PROBLEM: Identify each line in the entries below that contains the word "item" and copy those lines out in full.

--- start of MATERIAL SUPPLIED ---

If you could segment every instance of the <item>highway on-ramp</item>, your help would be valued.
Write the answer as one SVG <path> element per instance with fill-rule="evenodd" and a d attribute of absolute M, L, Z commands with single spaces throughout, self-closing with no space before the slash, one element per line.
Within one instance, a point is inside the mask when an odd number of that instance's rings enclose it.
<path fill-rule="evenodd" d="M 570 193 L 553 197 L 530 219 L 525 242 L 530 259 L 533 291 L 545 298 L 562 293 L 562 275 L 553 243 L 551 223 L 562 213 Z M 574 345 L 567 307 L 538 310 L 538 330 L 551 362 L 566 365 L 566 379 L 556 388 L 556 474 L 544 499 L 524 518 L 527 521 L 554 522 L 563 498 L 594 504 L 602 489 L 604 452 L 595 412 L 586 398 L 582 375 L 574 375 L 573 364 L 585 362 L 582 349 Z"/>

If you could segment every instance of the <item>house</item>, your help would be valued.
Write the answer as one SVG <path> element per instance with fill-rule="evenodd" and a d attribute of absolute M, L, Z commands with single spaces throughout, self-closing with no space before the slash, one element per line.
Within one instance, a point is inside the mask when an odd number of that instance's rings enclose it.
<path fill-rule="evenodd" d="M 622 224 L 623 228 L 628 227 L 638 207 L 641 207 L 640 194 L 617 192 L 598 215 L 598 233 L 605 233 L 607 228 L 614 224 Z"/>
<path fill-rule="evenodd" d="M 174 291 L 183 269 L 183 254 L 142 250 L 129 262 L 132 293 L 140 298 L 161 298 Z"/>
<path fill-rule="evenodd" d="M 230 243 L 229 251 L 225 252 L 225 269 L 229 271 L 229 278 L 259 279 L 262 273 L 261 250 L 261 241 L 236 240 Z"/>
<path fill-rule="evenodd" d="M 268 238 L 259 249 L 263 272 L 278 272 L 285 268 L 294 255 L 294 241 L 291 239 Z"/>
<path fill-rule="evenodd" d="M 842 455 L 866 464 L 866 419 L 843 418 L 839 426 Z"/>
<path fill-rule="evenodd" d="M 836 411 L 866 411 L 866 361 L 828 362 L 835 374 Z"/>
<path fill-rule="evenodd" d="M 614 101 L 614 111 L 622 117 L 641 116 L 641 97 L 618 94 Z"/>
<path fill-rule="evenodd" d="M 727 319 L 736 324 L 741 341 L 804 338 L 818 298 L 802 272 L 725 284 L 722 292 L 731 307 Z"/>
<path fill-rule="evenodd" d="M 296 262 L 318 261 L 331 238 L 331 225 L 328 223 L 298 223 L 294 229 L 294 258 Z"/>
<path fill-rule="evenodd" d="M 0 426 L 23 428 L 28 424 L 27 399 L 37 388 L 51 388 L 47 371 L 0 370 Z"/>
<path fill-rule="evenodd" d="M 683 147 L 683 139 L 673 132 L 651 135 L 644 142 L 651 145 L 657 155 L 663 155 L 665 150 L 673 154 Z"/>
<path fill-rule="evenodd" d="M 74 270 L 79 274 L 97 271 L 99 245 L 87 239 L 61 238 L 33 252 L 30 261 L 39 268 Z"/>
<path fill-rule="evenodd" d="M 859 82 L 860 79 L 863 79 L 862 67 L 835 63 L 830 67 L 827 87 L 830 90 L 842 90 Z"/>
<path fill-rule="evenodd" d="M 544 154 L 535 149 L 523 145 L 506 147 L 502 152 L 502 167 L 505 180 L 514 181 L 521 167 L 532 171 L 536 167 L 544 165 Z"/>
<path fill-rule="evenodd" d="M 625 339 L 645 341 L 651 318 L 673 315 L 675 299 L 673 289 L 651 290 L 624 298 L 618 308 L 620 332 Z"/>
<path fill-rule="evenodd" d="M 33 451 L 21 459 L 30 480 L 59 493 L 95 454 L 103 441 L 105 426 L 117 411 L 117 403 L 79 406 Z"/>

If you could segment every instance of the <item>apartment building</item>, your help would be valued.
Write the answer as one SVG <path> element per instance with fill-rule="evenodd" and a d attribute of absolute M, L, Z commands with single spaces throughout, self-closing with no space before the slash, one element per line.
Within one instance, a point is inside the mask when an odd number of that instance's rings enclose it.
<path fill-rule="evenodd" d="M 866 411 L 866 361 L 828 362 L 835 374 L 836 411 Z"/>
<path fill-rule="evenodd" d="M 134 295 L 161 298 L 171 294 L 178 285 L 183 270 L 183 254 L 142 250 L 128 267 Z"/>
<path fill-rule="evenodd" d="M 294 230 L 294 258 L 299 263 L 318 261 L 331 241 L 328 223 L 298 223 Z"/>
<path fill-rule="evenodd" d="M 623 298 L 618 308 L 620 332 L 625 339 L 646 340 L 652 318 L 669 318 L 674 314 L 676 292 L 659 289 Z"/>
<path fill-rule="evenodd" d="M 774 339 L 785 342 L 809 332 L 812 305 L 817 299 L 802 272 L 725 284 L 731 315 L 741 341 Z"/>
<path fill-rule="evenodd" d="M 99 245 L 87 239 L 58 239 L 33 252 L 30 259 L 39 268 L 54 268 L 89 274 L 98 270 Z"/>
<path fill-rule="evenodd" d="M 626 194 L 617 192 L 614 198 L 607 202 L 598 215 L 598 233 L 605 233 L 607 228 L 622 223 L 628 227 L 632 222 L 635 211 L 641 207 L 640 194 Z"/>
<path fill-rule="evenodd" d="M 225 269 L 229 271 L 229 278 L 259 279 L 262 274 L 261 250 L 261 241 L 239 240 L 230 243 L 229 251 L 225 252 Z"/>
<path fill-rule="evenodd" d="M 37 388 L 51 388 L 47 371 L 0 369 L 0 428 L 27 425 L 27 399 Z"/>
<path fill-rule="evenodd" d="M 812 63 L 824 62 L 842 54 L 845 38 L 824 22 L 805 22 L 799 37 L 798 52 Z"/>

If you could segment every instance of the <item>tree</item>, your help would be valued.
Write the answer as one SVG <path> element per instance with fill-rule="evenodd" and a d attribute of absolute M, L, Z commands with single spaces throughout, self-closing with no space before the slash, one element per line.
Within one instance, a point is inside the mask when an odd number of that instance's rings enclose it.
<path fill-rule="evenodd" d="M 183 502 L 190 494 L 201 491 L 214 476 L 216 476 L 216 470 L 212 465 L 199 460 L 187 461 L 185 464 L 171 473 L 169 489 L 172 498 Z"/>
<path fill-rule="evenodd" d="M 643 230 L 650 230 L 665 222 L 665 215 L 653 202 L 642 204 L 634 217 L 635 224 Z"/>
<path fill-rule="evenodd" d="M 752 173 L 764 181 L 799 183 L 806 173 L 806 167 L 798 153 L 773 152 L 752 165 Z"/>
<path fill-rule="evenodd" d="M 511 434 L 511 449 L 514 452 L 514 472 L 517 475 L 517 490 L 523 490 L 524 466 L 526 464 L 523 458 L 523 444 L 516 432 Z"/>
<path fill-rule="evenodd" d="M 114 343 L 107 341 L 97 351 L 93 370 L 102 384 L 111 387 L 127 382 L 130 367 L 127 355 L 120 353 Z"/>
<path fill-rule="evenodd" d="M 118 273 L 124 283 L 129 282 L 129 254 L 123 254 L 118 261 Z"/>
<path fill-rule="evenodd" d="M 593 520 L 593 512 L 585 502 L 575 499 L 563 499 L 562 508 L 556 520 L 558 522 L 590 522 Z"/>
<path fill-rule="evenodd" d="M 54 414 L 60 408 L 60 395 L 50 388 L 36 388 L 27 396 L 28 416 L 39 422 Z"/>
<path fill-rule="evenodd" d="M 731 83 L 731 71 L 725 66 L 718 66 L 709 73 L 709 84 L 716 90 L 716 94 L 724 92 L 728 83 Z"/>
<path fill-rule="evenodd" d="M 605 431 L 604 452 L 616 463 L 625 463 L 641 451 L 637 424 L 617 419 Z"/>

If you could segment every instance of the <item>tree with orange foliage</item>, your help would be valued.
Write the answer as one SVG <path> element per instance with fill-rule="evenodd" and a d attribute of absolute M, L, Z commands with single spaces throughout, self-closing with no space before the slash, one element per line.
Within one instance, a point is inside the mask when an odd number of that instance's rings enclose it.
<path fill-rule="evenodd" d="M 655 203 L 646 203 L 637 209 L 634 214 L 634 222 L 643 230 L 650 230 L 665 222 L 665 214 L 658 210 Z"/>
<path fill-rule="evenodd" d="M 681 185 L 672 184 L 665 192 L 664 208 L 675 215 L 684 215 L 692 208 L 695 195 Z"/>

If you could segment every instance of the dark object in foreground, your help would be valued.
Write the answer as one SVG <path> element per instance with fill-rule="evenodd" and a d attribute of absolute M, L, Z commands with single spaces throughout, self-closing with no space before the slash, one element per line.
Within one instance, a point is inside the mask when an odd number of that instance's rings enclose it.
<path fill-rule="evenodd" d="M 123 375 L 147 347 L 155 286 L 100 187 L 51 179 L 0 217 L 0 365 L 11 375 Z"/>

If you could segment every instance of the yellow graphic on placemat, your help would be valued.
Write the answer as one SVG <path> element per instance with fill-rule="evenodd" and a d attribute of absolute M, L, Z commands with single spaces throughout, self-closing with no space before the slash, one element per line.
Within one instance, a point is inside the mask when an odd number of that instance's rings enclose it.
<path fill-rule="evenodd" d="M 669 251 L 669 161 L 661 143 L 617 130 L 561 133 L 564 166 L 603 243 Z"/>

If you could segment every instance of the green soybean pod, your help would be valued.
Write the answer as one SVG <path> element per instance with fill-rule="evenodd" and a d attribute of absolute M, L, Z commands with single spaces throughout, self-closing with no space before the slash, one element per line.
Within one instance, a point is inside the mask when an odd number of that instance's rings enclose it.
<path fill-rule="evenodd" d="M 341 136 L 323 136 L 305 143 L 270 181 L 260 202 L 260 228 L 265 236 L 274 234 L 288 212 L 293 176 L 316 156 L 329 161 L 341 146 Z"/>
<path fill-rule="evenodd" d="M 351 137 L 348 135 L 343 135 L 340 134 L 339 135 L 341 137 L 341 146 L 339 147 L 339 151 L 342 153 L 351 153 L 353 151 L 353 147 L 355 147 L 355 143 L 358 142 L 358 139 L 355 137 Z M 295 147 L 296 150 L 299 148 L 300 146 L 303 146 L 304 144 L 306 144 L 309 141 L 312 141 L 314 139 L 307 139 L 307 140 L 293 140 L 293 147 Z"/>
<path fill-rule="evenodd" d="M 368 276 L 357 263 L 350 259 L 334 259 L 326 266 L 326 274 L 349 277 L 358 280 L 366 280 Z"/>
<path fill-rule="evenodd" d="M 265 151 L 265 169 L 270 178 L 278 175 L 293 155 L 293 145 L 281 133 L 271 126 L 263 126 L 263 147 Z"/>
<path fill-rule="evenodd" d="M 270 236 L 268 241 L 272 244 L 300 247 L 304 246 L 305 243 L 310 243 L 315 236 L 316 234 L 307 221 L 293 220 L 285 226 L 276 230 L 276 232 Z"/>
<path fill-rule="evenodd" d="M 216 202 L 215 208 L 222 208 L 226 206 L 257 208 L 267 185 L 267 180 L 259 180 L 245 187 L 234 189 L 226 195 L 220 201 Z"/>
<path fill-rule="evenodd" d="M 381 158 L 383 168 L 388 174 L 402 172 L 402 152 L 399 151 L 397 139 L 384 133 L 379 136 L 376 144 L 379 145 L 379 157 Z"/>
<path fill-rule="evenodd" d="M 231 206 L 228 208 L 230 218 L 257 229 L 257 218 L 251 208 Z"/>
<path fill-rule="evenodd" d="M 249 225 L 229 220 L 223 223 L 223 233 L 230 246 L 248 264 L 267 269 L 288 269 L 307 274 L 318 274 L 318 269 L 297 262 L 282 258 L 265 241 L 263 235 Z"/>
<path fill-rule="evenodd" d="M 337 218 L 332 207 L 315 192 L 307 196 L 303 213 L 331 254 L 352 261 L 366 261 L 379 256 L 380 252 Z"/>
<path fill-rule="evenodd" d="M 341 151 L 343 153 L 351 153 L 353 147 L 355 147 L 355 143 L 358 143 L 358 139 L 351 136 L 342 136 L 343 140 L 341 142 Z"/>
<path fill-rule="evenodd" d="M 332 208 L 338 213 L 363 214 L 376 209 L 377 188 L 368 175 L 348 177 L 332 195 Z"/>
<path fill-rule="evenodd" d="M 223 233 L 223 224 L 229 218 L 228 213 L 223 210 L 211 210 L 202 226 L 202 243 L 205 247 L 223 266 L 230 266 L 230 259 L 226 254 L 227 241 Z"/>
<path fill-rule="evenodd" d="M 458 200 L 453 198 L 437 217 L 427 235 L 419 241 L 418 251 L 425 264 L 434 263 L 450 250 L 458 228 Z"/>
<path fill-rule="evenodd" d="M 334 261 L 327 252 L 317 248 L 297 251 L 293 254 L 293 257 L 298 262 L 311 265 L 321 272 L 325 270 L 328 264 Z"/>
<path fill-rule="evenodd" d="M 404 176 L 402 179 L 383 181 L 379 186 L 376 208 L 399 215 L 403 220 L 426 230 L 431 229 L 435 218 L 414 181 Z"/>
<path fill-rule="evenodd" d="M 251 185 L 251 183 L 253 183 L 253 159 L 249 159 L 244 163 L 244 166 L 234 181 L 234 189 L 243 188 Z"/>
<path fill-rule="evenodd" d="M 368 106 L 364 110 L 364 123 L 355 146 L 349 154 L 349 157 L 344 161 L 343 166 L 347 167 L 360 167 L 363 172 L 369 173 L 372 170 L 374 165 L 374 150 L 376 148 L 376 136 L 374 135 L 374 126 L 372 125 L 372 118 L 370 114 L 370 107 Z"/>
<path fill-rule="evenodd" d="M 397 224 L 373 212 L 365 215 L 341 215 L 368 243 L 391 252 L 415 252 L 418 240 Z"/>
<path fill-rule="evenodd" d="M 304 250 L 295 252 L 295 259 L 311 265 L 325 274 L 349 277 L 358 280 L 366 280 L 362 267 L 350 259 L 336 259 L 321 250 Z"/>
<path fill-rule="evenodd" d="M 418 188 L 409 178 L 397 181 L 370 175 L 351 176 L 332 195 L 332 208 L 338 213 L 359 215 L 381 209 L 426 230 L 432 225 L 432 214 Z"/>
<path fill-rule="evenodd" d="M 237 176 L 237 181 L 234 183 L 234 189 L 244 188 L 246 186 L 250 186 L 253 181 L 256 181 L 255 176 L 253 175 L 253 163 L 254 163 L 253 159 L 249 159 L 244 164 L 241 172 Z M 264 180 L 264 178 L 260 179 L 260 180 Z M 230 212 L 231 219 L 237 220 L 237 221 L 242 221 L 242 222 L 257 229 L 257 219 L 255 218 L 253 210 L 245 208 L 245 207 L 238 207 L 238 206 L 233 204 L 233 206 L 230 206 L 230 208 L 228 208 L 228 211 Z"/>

--- end of MATERIAL SUPPLIED ---

OUTPUT:
If you could segment every instance of the <item>highway on-ramp</item>, your help would be valued.
If you could segment every instance of the <item>house</item>, your help would be valued.
If you could segment every instance of the <item>apartment building</item>, your help would be valued.
If you could segment every instance of the <item>tree</item>, your help would be valued.
If you could segment every instance of the <item>tree with orange foliage</item>, your help would be valued.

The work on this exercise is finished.